• **Problem statement**: When responding, copy every record below exactly as it appears.

### Excerpted records ###

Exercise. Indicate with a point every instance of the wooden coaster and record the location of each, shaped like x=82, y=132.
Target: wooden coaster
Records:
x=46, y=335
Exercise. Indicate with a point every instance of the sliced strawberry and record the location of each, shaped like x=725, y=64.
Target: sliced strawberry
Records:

###

• **Task answer**:
Exercise. Indicate with a point every instance of the wooden coaster and record the location of each, shaped like x=82, y=132.
Target: wooden coaster
Records:
x=46, y=335
Exercise. Indicate with a point every instance of the sliced strawberry and record the location of each, shaped like x=725, y=64.
Target: sliced strawberry
Records:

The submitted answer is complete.